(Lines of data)

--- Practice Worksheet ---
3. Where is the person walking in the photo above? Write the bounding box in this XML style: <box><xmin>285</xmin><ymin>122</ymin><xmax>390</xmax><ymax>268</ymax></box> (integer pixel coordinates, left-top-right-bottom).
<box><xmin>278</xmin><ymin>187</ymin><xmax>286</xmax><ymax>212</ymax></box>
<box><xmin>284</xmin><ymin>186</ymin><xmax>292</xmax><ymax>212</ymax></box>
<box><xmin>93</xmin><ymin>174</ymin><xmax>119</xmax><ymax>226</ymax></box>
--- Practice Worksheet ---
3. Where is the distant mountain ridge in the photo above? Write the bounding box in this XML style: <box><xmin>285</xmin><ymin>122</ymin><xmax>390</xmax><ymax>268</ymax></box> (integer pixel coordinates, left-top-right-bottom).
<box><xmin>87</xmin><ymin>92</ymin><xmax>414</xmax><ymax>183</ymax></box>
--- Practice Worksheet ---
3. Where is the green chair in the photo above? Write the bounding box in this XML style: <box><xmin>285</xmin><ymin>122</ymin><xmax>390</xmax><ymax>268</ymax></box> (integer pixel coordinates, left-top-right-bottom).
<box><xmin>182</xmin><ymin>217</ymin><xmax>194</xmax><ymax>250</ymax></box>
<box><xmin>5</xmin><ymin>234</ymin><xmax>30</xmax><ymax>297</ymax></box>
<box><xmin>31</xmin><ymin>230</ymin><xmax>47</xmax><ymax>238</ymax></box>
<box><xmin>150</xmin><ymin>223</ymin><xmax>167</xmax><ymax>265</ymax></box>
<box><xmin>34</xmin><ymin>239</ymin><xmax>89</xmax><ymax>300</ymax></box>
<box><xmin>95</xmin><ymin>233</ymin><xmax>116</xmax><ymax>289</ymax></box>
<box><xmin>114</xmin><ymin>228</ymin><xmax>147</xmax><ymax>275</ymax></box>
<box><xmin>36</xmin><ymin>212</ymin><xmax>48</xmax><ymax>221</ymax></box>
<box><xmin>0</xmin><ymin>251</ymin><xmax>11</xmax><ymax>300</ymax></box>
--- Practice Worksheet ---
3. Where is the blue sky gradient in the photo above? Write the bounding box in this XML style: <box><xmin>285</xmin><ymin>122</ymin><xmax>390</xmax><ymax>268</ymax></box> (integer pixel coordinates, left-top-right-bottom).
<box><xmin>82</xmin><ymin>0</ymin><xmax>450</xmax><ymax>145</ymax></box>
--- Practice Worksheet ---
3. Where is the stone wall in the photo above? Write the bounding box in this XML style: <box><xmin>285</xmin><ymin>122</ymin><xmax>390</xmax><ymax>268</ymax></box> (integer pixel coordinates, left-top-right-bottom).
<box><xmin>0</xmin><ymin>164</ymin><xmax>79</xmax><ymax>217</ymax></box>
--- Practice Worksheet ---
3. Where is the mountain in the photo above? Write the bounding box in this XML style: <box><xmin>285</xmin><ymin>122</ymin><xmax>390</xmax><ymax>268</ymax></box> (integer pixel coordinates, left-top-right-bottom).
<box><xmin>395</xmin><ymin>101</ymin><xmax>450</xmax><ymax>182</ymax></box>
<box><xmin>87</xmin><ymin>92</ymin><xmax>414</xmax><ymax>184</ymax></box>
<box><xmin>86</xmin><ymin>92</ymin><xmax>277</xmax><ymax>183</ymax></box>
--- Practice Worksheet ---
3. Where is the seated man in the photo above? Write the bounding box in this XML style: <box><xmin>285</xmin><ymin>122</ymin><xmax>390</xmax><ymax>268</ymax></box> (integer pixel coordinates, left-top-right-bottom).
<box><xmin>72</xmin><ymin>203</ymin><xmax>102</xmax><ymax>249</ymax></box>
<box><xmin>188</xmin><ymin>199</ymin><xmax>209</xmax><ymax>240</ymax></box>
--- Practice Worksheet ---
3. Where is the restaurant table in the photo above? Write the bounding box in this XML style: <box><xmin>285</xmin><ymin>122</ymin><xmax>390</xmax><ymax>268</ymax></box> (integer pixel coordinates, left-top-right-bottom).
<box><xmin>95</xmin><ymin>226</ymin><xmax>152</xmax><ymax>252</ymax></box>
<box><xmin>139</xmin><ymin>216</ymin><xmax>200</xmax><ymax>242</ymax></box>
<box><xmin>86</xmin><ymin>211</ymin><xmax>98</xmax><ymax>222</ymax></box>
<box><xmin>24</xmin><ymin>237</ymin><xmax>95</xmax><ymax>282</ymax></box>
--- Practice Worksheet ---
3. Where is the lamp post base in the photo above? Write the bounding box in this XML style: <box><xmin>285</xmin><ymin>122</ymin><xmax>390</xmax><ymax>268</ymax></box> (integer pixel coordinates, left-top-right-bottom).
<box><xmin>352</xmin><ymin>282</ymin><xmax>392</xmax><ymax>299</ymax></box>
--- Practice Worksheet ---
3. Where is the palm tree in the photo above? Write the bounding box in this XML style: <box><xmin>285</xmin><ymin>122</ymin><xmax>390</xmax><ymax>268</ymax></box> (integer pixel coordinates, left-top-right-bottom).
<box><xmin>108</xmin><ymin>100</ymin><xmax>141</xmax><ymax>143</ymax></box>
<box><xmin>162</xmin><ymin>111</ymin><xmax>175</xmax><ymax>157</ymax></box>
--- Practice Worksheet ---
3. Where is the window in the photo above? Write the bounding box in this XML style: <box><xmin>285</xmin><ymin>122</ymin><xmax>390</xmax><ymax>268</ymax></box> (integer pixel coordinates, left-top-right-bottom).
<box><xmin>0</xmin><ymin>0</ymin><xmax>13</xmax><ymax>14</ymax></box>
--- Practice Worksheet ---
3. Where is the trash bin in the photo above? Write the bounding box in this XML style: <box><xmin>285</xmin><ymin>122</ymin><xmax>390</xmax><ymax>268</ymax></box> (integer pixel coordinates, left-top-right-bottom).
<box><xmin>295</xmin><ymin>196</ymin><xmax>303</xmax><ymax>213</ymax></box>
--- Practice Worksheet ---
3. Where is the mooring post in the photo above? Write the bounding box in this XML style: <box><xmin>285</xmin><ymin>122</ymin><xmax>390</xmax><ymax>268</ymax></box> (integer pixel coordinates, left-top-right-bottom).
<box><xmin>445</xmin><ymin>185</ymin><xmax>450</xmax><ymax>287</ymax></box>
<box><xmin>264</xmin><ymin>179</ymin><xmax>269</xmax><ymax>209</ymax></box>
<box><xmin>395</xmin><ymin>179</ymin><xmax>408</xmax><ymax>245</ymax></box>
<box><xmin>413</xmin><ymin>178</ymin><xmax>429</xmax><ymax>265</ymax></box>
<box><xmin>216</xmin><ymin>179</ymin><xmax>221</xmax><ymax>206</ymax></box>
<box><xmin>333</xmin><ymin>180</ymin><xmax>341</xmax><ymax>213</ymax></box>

== PROBLEM DESCRIPTION ==
Count the lines in the entries above that contain the word "post", treating uppercase and lowercase as different, and give only the number.

== THE RESPONSE ==
2